# ABOUT THIS EXERCISE
A single number is required: the count of lines in the following entries that include the word "below".
--------------------
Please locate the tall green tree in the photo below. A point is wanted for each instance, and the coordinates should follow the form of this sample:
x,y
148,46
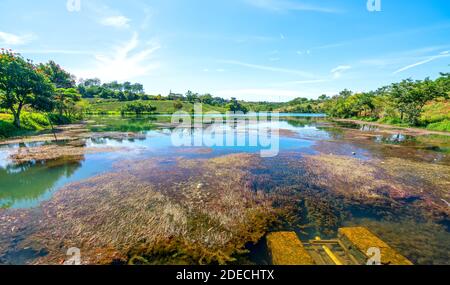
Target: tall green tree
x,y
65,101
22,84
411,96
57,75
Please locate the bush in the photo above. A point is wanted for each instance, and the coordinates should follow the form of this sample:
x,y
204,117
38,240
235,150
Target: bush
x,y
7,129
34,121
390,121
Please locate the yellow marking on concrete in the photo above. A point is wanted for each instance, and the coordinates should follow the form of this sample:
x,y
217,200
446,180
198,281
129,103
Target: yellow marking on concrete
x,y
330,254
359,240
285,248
--------------------
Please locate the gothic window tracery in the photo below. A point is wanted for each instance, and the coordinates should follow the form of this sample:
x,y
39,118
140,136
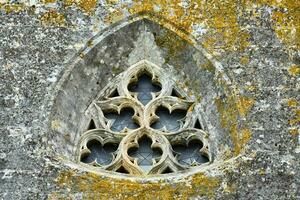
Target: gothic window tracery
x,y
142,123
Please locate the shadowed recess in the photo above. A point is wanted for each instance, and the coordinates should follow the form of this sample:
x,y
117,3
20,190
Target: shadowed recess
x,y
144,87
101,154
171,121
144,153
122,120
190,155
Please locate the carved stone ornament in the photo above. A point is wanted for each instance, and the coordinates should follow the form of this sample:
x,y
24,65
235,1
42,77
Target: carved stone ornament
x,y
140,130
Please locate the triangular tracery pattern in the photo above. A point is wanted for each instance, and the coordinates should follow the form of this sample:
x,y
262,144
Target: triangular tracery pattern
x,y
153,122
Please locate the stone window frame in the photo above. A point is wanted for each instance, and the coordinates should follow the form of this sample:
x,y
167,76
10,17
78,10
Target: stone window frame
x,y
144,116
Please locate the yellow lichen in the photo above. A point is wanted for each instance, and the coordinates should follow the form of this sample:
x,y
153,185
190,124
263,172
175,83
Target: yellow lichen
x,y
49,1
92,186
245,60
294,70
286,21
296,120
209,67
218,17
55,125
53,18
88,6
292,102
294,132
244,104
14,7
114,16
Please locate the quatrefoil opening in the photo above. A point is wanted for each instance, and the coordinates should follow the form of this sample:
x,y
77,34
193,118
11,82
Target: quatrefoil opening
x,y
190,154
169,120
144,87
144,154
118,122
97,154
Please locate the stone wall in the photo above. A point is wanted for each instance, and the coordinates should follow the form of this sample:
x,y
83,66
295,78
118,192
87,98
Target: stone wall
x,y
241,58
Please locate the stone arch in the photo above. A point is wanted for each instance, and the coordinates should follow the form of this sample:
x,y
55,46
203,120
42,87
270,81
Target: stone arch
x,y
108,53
--------------------
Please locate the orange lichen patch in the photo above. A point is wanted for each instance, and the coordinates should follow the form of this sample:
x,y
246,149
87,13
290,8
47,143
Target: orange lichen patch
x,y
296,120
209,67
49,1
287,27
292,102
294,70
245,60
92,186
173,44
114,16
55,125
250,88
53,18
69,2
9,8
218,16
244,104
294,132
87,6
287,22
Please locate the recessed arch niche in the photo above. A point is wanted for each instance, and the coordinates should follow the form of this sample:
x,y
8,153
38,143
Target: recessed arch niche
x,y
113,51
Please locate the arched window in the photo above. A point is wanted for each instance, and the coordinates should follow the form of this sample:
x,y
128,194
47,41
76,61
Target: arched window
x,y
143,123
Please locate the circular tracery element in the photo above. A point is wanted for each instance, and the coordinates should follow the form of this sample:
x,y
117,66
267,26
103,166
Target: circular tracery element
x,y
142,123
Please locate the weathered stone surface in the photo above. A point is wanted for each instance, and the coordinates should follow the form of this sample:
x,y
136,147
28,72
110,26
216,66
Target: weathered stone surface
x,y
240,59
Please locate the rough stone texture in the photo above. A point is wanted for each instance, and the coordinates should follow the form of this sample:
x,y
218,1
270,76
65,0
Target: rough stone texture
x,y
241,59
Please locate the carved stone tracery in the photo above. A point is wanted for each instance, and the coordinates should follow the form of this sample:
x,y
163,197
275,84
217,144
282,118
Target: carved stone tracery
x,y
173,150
--------------------
# EXERCISE OUTPUT
2